- _The task_: Give the stretch from the start of the items through the line containing "positive clicks: (73, 30)" as a numbered list, with blank lines left out. Leave the pictures out of your answer.

(Records to process begins)

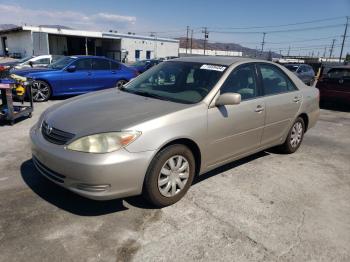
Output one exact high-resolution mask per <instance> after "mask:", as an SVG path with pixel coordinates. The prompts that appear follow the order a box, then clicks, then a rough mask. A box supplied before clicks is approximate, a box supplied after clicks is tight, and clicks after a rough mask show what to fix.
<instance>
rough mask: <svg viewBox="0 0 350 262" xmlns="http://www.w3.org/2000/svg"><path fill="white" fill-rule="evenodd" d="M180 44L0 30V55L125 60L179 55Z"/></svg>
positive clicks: (73, 30)
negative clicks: (103, 57) (67, 57)
mask: <svg viewBox="0 0 350 262" xmlns="http://www.w3.org/2000/svg"><path fill="white" fill-rule="evenodd" d="M178 53H179V41H178V40H175V39H170V38H157V37H150V36H141V35H134V34H120V33H115V32H94V31H81V30H73V29H63V28H50V27H40V26H39V27H38V26H20V27H17V28H13V29H9V30H3V31H0V56H1V55H8V54H15V55H18V56H21V57H24V56H29V55H46V54H52V55H101V56H106V57H110V58H113V59H116V60H121V59H123V58H124V56H125V55H126V54H127V61H129V62H133V61H136V60H142V59H152V58H162V57H167V56H178Z"/></svg>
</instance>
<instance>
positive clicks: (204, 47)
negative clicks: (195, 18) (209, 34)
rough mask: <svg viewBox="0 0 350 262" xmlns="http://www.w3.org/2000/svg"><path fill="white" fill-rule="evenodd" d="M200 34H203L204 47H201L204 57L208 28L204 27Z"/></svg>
mask: <svg viewBox="0 0 350 262" xmlns="http://www.w3.org/2000/svg"><path fill="white" fill-rule="evenodd" d="M202 33H203V34H204V47H203V51H204V55H205V50H206V48H207V39H208V38H209V32H208V28H207V27H204V30H203V31H202Z"/></svg>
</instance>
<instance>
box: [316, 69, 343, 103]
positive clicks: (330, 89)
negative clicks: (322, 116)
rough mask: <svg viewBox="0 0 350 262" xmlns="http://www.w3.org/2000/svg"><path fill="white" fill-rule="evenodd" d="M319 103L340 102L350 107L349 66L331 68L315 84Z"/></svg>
mask: <svg viewBox="0 0 350 262" xmlns="http://www.w3.org/2000/svg"><path fill="white" fill-rule="evenodd" d="M316 87H317V88H318V89H319V90H320V99H321V103H324V102H328V101H329V102H342V103H346V104H348V105H350V66H337V67H333V68H331V69H330V70H329V71H328V72H327V73H326V74H325V75H323V76H322V77H321V78H320V79H319V80H318V82H317V84H316Z"/></svg>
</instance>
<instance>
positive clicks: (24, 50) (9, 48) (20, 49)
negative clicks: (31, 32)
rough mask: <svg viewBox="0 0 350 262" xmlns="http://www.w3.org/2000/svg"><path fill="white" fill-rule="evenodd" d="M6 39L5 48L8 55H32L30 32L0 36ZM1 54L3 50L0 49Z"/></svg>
mask: <svg viewBox="0 0 350 262" xmlns="http://www.w3.org/2000/svg"><path fill="white" fill-rule="evenodd" d="M2 36H6V37H7V48H8V51H9V53H10V54H13V53H19V54H21V55H22V57H25V56H30V55H33V52H34V50H33V42H32V34H31V32H30V31H21V32H11V33H7V34H0V37H2ZM1 51H2V52H3V48H2V49H1Z"/></svg>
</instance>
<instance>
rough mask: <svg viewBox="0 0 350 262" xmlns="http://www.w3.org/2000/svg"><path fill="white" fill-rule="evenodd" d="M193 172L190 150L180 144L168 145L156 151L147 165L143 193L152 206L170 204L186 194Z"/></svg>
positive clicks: (194, 161)
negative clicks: (175, 144)
mask: <svg viewBox="0 0 350 262" xmlns="http://www.w3.org/2000/svg"><path fill="white" fill-rule="evenodd" d="M171 159H172V160H171ZM186 163H187V168H186ZM171 164H172V165H171ZM171 166H173V168H172V167H171ZM181 171H183V172H181ZM194 174H195V159H194V157H193V154H192V152H191V150H190V149H189V148H188V147H186V146H184V145H180V144H176V145H171V146H168V147H166V148H164V149H163V150H161V151H160V152H158V153H157V155H156V156H155V157H154V158H153V160H152V162H151V164H150V165H149V168H148V170H147V173H146V177H145V181H144V185H143V195H144V197H145V198H146V199H147V200H148V201H149V202H150V204H152V205H153V206H156V207H165V206H169V205H172V204H174V203H176V202H177V201H179V200H180V199H181V198H182V197H183V196H184V195H185V194H186V192H187V191H188V189H189V188H190V186H191V185H192V181H193V177H194ZM180 185H181V187H182V189H181V187H180Z"/></svg>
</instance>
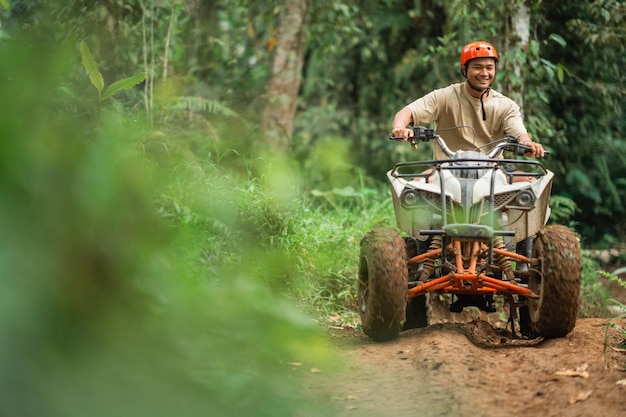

(Records to process ends)

- _Reply_:
1. Output one exact high-resolution mask per <instance> after "mask:", as an SVG path with pixel coordinates. The prompts that appear follow the order a box, then clicks, then a rough mask. A box supplied before clicks is approximate, a box supplied after clicks is tight, and clicks after a rough mask show what to fix.
2. <instance>
3. rough mask: <svg viewBox="0 0 350 262" xmlns="http://www.w3.org/2000/svg"><path fill="white" fill-rule="evenodd" d="M180 44L0 30V55L125 60L179 55Z"/></svg>
4. positive clicks: (73, 30)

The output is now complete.